**PROBLEMS TO WORK ON:**
1 – Please rewrite the stretch of the Oklahoma legislative digest from "With a little" through "a big impact.", replacing "lawmakers" with "legislators".
2 – Carry on the Oklahoma legislative digest past its final sentence.

**STUDY TEXT:**
.....

The Legislative Digest is your weekly look at the happenings of Oklahoma’s state legislature and upcoming bills and the terms to know.
With a little less than two months left in the second regular session of the 56th legislature, Oklahoma’s lawmakers are making headway on key bills. Here are a few simple breakdowns of bills with a big impact.
HB3081: This bill, passed in the House and recommended to pass in the Senate Education committee, would formally espouse the restraint and subduing principles laid out by the Department of Education. The Department of Education says that restraining and subduing students should be used as a last resort, in cases where students pose a threat to others. School boards of education in Oklahoma would have to adopt the Department of Education’s principles on this matter if it passes in the Senate. Seclusion rooms have long been a source of contention in Oklahoma. Students and parents alike are skeptical of their efficacy, and there are reports that these punishments disparately affect students with disabilities.

.....

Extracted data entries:
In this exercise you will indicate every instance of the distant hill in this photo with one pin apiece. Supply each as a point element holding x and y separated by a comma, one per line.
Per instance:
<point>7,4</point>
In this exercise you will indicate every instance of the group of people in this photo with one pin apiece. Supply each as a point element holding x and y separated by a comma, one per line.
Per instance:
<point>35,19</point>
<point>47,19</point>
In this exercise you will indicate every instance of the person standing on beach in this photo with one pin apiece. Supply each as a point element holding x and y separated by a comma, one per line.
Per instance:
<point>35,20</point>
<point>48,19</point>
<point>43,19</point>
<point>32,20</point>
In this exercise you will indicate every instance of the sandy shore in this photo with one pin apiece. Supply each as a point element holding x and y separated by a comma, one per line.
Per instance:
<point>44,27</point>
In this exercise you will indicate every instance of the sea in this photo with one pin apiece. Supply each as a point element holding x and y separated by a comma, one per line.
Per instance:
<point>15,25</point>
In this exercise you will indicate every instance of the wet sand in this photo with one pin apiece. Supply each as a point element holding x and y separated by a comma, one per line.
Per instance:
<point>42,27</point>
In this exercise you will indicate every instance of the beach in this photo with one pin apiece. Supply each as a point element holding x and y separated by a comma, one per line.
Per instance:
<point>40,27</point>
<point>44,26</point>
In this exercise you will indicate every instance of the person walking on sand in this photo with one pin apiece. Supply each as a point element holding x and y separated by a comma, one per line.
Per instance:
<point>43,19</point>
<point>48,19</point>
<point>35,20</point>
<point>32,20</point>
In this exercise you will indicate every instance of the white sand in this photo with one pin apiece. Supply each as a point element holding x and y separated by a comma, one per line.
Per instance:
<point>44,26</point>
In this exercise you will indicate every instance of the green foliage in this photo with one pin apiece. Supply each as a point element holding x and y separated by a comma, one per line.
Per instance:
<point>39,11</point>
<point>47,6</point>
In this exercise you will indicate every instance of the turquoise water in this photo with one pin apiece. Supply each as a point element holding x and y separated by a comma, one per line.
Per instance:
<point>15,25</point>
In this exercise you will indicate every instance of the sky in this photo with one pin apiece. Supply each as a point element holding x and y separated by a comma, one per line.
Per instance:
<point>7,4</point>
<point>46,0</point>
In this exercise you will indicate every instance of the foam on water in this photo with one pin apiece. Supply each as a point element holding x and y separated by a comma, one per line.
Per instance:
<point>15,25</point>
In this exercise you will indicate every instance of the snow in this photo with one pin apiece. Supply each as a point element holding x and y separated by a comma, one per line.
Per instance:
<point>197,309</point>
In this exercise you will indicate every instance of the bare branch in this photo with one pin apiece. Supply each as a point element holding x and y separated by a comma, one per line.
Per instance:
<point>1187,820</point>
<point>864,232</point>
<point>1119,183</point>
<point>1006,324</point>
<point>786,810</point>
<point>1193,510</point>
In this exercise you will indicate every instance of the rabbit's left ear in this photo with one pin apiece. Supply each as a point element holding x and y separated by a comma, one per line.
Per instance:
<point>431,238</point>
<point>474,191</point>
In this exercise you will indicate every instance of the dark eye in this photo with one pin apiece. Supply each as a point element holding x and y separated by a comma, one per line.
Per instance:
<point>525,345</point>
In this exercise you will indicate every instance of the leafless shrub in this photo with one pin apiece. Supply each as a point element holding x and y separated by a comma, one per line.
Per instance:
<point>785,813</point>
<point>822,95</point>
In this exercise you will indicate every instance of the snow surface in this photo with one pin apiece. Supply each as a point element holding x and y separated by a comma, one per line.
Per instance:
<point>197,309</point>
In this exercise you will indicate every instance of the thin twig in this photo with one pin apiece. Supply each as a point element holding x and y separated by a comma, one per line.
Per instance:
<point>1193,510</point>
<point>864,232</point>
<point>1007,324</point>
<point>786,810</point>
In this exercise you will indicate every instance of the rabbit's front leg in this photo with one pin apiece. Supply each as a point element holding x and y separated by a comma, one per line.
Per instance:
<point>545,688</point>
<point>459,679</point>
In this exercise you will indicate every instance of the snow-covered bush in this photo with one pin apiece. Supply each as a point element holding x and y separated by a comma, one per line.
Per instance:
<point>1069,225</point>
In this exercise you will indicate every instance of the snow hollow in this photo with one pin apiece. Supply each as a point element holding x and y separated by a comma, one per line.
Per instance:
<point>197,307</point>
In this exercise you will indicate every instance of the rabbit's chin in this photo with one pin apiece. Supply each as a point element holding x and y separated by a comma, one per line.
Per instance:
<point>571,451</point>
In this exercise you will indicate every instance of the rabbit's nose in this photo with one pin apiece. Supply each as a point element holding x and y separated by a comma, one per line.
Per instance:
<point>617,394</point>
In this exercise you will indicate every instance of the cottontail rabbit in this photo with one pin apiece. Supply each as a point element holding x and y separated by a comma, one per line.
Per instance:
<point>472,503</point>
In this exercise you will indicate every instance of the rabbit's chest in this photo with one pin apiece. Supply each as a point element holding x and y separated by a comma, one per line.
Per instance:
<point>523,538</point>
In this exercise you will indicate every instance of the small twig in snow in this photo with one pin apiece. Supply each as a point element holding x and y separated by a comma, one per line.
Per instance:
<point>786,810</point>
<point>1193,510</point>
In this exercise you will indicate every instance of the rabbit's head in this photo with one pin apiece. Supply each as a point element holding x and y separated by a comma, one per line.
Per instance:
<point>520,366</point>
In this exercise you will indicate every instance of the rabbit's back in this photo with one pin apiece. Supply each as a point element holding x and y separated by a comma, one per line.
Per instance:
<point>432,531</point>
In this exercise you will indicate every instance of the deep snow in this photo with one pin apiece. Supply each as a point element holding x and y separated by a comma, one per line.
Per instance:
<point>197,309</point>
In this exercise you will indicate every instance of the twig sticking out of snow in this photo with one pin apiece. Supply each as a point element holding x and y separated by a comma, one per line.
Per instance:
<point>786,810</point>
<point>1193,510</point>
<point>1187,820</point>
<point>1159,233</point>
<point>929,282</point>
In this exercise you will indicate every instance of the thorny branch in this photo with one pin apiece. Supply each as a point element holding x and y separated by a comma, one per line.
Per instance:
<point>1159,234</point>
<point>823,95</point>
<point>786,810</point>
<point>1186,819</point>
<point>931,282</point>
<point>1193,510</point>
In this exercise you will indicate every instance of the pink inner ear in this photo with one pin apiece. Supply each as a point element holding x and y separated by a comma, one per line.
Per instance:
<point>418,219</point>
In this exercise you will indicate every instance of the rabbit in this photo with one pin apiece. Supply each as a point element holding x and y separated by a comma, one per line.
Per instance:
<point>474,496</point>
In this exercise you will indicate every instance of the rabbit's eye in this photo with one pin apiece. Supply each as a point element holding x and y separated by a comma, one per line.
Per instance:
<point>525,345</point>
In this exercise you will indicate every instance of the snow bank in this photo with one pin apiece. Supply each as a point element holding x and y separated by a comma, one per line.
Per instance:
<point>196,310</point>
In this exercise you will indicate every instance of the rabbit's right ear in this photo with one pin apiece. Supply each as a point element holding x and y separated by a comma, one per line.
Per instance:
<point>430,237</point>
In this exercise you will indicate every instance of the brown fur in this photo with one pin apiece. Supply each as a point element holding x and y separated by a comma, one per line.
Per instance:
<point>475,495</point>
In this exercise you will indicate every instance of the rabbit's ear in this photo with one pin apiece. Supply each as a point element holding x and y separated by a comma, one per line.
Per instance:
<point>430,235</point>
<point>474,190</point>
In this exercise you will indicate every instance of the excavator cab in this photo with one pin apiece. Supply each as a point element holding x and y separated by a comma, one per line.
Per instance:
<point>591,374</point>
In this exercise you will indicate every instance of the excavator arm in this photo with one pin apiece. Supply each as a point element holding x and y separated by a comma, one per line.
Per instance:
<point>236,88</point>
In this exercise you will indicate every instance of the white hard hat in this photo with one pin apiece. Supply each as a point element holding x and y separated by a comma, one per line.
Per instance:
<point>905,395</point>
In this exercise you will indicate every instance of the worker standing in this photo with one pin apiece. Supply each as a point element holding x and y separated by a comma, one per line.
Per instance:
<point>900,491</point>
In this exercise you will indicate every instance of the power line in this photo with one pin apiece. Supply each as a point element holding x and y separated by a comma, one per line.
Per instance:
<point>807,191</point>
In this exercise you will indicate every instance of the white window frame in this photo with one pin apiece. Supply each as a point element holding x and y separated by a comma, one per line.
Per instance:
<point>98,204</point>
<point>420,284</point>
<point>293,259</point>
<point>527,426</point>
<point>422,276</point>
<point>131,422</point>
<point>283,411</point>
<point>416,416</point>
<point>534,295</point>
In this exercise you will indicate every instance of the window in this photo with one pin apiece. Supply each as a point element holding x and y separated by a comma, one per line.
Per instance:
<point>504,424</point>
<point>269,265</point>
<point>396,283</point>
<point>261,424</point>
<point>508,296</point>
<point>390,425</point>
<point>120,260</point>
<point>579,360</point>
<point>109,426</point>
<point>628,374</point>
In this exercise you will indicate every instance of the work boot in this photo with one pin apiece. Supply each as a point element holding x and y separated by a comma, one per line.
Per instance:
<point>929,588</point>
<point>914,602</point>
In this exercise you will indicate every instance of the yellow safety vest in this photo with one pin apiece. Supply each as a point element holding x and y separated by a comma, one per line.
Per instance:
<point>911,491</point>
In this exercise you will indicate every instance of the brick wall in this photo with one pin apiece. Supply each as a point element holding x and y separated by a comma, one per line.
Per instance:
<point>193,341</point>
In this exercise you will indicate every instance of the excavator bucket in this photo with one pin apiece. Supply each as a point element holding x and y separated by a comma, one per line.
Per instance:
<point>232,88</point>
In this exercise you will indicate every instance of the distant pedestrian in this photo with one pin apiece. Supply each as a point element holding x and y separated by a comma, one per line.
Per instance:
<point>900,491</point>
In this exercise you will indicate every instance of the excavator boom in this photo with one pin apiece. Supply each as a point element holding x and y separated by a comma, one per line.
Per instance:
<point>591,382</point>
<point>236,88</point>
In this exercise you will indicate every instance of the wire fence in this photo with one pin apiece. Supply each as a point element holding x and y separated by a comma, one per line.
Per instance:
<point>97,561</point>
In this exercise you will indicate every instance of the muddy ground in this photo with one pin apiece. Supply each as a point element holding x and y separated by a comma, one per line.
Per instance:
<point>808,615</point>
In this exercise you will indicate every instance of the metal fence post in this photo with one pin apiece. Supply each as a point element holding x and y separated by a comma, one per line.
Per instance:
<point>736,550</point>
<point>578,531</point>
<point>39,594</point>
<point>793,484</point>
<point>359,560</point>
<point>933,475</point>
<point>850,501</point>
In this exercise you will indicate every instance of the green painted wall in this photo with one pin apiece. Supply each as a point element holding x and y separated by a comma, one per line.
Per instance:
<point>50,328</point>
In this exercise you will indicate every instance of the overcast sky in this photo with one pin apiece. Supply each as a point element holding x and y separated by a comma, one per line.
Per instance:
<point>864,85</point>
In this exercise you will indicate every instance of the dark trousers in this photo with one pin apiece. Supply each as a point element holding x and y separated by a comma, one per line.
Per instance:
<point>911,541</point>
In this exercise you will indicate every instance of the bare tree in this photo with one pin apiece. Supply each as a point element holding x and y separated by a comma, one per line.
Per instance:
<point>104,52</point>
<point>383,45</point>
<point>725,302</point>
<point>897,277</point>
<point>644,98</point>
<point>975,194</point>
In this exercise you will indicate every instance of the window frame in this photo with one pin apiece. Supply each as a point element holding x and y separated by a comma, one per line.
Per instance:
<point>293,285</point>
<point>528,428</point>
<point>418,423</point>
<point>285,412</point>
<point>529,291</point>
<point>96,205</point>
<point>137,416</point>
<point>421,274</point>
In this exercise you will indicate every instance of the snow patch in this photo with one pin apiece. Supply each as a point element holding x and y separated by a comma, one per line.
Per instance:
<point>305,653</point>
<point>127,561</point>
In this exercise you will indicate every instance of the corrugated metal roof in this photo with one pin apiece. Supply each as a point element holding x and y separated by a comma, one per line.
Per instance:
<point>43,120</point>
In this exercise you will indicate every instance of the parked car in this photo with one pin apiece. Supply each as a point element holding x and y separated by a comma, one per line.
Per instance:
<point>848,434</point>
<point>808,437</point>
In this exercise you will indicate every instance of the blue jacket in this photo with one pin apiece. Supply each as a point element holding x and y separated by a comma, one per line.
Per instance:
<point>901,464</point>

.....

**ANSWERS BY ITEM NUMBER:**
1 –
With a little less than two months left in the second regular session of the 56th legislature, Oklahoma’s legislators are making headway on key bills. Here are a few simple breakdowns of bills with a big impact.

2 –
HB2932: Among other things, this bill would establish a work requirement for people between aged 19 – 64 who receive Medicaid. They would need to work, volunteer or some combination of the two 20 hours a week or more in order to qualify for the health coverage. The bill provides exceptions, but exceptions will never cover all necessary circumstances. Call me a radical, but I believe that it should be a priority to ensure that all people can receive medical help if they need it. Their ability to get help shouldn’t depend on their ability to work (which often requires a car, time, the mental stability to keep said job and the physical health that can hold up to the work or qualify for disability). It shouldn’t depend on their ability to pay for healthcare, because if someone can’t pay for healthcare, they likely cannot afford a host of other helpful goods that would allow for a healthy lifestyle. Government insurance should create a meaningful healthcare floor, or it doesn’t fully serve its people. The bill was passed in the House and is currently in the Senate Appropriations committee.
SB1581: The Leave of Last Resort program would expand on leave sharing for state employees. It redefines who can get extra leave and how that process would work. Employees could opt in every year to participate in the program and donate whatever time they choose to the program. Among the most important changes, the bill would allow for paid parental leave. The bill walks a delicate line between the needs of the government (to function) and its employees (to live human lives with their human problems and disasters). While there’s still much to be desired in terms of incentivizing government work to create a scintillating bureaucracy, this is a great step. Employees need to apply to get donated hours and days, but they will be able to take time off for a greater number of reasons after they’ve exhausted their own allotted time off. It was engrossed in the Senate, and currently awaits its fate in the House Appropriations and Budget committee.